#### [What you are asked to do]
Count how many lines in the data below contain the string "basket", treating uppercase and lowercase as different. Reply with the number alone.

——

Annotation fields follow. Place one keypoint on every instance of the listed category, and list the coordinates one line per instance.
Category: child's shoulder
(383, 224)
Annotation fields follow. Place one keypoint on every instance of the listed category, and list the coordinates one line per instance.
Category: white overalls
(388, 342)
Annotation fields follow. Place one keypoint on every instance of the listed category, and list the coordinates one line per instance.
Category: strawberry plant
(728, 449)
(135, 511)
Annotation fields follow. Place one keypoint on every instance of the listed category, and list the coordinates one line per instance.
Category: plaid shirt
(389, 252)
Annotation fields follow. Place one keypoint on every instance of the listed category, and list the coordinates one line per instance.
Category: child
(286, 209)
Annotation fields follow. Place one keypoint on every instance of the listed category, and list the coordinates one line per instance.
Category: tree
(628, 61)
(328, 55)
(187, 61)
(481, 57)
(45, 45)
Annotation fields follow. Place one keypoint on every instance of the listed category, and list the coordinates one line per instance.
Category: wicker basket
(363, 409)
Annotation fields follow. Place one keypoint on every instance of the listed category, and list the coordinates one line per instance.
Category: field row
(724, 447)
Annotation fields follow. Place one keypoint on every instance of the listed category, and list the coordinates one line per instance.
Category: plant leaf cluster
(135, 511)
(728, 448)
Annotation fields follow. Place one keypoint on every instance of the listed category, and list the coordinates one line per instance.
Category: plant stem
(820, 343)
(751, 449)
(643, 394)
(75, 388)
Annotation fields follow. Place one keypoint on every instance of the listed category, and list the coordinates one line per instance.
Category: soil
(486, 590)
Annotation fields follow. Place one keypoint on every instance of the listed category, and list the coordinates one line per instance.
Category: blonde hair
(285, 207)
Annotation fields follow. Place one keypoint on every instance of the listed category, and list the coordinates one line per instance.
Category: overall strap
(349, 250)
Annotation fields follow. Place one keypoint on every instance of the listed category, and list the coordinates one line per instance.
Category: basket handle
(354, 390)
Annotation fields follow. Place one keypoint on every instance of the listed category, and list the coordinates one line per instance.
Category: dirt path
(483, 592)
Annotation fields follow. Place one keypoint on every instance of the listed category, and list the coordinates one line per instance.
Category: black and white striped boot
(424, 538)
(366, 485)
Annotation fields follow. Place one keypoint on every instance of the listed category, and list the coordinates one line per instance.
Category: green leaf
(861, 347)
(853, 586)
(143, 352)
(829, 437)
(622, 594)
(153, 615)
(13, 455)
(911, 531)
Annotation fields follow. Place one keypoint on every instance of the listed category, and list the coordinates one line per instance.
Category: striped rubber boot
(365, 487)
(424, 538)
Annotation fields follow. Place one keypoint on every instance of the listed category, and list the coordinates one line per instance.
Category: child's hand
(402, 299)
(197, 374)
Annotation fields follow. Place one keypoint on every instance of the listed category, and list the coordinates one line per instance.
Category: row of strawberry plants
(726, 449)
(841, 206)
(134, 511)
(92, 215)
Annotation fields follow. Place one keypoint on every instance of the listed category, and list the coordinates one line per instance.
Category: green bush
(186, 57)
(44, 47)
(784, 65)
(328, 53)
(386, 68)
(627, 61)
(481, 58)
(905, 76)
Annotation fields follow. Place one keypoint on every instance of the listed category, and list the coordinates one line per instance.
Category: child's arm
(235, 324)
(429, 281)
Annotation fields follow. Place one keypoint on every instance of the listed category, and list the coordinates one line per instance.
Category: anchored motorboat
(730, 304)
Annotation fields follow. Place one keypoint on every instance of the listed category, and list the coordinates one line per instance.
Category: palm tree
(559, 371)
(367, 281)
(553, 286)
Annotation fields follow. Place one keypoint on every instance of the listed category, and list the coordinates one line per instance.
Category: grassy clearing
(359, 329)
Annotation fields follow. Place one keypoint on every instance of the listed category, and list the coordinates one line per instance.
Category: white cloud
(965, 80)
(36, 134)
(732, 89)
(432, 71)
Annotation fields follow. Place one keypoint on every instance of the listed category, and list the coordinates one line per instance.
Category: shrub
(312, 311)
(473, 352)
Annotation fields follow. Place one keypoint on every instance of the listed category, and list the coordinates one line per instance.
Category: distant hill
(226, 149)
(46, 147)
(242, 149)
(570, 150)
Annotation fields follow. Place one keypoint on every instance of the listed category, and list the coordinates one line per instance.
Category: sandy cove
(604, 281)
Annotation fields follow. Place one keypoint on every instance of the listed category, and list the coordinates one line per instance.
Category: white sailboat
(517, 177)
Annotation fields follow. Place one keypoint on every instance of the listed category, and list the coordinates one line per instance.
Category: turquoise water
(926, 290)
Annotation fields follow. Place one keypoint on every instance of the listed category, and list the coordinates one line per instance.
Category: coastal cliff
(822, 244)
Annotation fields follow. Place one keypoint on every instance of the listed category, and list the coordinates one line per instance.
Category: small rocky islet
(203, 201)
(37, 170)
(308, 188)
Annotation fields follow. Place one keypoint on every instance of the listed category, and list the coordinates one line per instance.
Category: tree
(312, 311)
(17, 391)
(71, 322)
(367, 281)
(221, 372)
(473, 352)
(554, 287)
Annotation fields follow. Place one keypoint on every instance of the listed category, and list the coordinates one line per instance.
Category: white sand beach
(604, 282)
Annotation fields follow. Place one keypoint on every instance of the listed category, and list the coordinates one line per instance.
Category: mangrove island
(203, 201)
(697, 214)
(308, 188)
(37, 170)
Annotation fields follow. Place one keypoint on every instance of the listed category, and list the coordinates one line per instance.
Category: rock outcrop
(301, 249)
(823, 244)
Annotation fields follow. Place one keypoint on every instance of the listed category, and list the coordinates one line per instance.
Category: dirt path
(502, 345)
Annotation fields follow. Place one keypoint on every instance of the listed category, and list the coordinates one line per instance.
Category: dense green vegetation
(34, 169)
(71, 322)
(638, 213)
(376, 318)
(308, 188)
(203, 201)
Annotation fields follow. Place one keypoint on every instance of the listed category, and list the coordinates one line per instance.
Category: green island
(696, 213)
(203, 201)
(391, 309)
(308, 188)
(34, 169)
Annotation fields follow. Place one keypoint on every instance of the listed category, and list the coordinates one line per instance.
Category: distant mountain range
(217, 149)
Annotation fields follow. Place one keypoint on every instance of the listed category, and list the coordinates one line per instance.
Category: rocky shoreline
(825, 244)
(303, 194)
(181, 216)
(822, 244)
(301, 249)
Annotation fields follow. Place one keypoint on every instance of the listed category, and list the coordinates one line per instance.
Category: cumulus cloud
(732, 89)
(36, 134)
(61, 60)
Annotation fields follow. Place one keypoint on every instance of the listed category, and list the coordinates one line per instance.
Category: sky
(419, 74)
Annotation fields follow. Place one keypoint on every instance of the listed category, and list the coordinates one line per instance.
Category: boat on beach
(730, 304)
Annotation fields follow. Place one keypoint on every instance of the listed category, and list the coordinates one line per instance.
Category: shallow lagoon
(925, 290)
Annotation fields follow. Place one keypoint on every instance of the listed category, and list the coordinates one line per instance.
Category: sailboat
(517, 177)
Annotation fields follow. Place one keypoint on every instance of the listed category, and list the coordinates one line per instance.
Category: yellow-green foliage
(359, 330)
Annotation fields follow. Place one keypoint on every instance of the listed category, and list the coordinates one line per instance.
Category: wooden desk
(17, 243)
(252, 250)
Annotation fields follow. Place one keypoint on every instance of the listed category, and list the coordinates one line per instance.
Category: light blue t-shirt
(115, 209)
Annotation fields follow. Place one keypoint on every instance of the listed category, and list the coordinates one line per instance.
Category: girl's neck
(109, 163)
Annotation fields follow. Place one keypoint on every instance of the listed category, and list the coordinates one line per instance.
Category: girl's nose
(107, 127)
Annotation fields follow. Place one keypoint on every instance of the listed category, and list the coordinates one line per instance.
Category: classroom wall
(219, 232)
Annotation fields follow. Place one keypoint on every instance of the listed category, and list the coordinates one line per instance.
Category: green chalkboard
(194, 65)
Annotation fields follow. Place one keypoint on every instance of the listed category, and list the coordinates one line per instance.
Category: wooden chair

——

#### [Expected output]
2